[TEXTE À LIRE]:
Ministère de la Communauté française de Belgique 


l'art même
# 10
 
 
UNE TRAVERSEE D'UN SIECLE DE FEMMES
 
"Toujours (elle ne savait si cette nécessité lui venait de son sexe ou de sa nature), avant d'échanger la fluidité de la vie pour la concentration de la peinture, elle traversait quelques instants de nudité pendant lesquels elle avait l'impression d'être une âme à naître, ou arrachée à son corps, hésitante au sommet d'une flèche battue par le vent, exposée sans protection à toutes les rafales du doute."
Virginia Woolf
 

Parcourons un livre d'histoire de l'art du XXè siècle et débusquons-y les femmes malgré toutes ces années de remise au point féministe: Marie Laurencin, Sophie Taeuber-Arp, Sonia Delaunay, Maria Elena Vieira Da Silva, Niki de Saint-Phalle, Louise Nevelson certainement, Louise Bourgeois peut-être, Eva Hesse: pas si sûr. Il est vrai que l'on connaît souvent moins les Georgia O'Keeffe, Frida Kahlo ou Dorothea Tanning que leurs grands hommes: Alfred Stieglitz, Diego Rivera ou Max Ernst. Pour nous rafraîchir la mémoire, traversons en toute liberté le XXè siècle à la lumière de ces points de vue, de ces visions, de ces révélations générés par des arts de femmes.

[DONNÉES FOURNIES]:

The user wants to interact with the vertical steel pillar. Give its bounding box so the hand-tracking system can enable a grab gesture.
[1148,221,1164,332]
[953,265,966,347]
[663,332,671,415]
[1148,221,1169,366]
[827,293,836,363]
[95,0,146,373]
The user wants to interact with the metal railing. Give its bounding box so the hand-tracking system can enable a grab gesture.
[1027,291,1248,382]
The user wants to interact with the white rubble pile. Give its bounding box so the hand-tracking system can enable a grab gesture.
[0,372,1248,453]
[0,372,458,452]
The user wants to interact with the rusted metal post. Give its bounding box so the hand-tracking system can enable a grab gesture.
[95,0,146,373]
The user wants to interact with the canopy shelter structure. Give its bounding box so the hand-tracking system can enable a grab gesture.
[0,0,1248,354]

[TRAVAIL DEMANDÉ]: Recopiez mot pour mot le passage du texte sur les femmes artistes du XXe siècle qui va de « Parcourons un livre » à « arts de femmes. », ces deux segments inclus.

[RÉSULTAT DE L'EXERCICE]:
Parcourons un livre d'histoire de l'art du XXè siècle et débusquons-y les femmes malgré toutes ces années de remise au point féministe: Marie Laurencin, Sophie Taeuber-Arp, Sonia Delaunay, Maria Elena Vieira Da Silva, Niki de Saint-Phalle, Louise Nevelson certainement, Louise Bourgeois peut-être, Eva Hesse: pas si sûr. Il est vrai que l'on connaît souvent moins les Georgia O'Keeffe, Frida Kahlo ou Dorothea Tanning que leurs grands hommes: Alfred Stieglitz, Diego Rivera ou Max Ernst. Pour nous rafraîchir la mémoire, traversons en toute liberté le XXè siècle à la lumière de ces points de vue, de ces visions, de ces révélations générés par des arts de femmes.